— BEGIN Data to use —
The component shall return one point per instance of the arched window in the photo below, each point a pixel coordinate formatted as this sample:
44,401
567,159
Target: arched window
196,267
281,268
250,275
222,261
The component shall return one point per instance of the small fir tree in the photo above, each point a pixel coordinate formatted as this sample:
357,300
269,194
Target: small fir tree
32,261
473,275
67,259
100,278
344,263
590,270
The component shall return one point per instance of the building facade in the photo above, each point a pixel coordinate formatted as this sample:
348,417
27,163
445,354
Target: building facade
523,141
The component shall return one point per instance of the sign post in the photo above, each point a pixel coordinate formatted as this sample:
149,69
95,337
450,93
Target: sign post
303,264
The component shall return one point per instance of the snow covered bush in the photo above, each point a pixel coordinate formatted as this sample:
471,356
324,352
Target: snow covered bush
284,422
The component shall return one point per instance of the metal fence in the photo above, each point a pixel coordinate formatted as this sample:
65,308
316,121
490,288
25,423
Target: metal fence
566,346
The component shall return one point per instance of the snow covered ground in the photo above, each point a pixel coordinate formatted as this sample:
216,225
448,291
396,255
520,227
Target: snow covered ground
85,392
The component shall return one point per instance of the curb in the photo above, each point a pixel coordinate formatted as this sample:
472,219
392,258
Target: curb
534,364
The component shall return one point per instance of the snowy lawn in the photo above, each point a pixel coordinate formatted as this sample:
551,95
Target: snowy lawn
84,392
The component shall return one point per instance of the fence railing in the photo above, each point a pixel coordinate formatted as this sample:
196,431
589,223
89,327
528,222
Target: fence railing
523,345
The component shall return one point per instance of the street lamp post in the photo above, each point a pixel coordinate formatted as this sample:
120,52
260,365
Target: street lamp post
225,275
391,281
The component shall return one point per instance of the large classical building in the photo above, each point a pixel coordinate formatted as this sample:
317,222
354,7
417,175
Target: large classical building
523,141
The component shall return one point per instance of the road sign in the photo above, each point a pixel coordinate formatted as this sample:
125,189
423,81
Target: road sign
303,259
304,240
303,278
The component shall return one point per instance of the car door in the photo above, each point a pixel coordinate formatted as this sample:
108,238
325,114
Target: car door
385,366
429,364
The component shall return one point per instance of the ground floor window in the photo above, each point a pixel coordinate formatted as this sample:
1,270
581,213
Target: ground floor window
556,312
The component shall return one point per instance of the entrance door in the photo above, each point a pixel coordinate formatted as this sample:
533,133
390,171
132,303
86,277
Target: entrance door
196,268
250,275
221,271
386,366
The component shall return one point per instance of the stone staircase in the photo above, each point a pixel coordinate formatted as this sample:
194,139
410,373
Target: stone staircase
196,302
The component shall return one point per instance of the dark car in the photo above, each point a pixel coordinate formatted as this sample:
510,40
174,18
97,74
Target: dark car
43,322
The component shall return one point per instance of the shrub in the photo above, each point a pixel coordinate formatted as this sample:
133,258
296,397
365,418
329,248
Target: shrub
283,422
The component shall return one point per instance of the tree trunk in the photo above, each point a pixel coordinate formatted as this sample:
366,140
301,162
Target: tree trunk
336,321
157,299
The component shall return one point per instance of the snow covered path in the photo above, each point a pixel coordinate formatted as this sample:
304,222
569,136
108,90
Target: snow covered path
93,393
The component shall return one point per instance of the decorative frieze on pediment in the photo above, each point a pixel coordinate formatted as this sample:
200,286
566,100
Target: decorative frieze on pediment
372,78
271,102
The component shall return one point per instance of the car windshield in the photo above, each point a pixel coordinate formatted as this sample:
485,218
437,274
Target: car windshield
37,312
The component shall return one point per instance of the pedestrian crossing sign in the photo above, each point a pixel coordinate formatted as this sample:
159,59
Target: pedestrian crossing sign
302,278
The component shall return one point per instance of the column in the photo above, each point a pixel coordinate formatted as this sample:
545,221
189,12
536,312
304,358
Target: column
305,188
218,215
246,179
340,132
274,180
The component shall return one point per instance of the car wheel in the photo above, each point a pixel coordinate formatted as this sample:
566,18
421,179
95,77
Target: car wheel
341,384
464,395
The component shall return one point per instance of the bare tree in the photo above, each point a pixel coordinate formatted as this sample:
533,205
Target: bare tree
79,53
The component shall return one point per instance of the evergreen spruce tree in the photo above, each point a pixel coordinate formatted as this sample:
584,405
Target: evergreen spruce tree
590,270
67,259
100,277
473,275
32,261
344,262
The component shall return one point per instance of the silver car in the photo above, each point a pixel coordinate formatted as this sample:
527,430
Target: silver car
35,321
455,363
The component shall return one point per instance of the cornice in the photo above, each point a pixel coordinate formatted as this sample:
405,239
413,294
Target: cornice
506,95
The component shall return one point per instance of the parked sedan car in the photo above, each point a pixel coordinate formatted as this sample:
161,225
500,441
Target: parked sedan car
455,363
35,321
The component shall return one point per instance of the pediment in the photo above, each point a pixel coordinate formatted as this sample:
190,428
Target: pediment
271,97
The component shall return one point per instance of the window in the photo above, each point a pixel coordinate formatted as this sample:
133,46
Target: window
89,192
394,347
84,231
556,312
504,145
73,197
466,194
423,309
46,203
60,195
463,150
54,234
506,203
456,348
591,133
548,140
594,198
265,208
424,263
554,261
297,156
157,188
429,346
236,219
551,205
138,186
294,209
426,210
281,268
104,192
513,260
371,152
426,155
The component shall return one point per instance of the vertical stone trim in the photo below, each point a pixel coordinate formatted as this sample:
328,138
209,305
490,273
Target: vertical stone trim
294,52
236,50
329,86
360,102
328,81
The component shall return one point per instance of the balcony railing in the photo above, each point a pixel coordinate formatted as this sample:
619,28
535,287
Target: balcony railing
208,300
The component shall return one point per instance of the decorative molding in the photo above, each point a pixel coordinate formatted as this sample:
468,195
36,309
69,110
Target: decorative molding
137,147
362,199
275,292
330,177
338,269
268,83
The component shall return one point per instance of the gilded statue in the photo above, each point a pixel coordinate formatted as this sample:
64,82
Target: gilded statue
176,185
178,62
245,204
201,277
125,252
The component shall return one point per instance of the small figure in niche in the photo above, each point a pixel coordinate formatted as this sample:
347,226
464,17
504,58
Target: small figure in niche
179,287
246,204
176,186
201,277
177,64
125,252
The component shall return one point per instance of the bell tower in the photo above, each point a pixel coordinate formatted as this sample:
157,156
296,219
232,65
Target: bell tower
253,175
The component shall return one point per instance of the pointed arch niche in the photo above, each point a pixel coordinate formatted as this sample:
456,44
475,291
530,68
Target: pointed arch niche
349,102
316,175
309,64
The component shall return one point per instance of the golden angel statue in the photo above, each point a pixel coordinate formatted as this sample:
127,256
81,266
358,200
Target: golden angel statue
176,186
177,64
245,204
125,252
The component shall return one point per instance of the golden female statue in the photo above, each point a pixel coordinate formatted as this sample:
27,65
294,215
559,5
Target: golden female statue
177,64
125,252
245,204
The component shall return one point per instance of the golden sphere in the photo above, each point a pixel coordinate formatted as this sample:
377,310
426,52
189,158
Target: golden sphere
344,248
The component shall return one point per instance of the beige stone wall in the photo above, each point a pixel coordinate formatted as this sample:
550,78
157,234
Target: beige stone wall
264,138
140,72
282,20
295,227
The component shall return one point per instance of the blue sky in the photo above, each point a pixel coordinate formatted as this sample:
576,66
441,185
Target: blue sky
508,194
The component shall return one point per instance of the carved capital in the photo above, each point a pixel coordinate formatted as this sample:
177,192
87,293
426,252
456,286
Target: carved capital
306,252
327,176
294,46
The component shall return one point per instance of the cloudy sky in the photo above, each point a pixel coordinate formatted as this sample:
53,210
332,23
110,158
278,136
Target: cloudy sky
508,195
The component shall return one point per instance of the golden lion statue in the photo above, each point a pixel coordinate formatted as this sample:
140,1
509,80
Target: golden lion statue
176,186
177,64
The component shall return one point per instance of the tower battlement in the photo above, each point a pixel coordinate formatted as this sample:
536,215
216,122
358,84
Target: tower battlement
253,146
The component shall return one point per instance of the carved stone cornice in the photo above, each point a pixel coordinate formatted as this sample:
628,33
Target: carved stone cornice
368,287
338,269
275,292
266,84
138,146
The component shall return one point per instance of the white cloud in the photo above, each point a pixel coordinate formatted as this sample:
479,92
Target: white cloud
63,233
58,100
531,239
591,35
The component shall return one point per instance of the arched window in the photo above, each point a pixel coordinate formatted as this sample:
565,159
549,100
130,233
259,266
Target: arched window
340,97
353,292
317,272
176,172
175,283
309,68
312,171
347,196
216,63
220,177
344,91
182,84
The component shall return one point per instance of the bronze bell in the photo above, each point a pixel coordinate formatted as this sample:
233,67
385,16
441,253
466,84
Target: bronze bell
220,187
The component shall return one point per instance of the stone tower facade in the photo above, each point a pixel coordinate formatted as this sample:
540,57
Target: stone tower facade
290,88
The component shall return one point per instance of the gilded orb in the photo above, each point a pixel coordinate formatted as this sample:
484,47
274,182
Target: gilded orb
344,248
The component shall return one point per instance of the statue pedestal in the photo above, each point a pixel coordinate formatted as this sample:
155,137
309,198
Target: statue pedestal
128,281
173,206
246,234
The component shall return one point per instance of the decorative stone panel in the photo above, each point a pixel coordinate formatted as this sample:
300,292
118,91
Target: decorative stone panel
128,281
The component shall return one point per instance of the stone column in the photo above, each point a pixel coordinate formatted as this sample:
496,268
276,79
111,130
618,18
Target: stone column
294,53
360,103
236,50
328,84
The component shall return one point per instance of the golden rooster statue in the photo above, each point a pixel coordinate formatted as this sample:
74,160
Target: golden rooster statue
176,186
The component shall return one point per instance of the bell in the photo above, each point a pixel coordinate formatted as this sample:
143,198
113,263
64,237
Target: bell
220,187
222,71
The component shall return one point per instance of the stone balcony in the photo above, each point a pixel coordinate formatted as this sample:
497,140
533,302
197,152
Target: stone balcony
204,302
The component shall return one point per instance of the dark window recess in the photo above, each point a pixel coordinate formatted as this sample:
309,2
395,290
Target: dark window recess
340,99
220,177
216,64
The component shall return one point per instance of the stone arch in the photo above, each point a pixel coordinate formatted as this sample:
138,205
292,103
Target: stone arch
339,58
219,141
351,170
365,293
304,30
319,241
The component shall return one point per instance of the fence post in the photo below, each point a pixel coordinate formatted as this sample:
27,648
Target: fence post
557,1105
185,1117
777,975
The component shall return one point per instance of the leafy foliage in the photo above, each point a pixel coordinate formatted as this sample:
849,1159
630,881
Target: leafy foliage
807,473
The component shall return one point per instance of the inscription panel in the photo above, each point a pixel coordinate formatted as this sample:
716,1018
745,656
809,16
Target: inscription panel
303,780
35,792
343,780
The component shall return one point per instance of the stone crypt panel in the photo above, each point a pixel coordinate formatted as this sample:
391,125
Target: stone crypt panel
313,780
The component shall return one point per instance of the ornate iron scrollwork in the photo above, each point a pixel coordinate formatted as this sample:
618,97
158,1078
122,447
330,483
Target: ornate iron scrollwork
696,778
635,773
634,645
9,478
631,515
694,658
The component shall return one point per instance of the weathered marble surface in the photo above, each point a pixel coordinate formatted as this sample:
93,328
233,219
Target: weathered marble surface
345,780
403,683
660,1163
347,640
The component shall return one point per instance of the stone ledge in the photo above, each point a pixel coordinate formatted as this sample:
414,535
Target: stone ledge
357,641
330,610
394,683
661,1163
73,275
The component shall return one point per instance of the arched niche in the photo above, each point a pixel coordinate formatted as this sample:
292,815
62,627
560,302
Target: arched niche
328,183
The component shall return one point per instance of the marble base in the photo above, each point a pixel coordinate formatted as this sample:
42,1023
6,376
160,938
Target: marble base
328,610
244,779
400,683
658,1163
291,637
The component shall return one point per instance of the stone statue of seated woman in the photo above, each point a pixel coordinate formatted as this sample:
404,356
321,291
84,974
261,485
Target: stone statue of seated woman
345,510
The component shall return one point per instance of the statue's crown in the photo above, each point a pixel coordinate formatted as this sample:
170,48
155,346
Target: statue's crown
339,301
— END Data to use —
== Your task ==
Extract every line from the one with "the arched niche" down to the final line above, both included, exactly as written.

== Exercise answer ==
The component shall return one point per instance of the arched niche in the photo above, each point a pixel coordinate formatted as this sample:
292,815
62,627
560,302
Target: arched niche
328,183
The component shall return one point per instance of the marble base in the photo above, each point a pixel coordinate formatted as this sample:
42,1023
6,376
160,938
Target: marble base
328,610
244,779
400,683
658,1163
291,637
The component shall return one point per instance of the stone statue of seated woman in the photo above, each point a pixel coordinate formatted as this sample:
404,356
321,291
84,974
261,485
Target: stone statue of seated woman
345,510
The component shall return one point per instance of the statue's crown in the photo above, each point a pixel coordinate formatted as this sample:
170,48
155,346
Target: statue's crown
339,301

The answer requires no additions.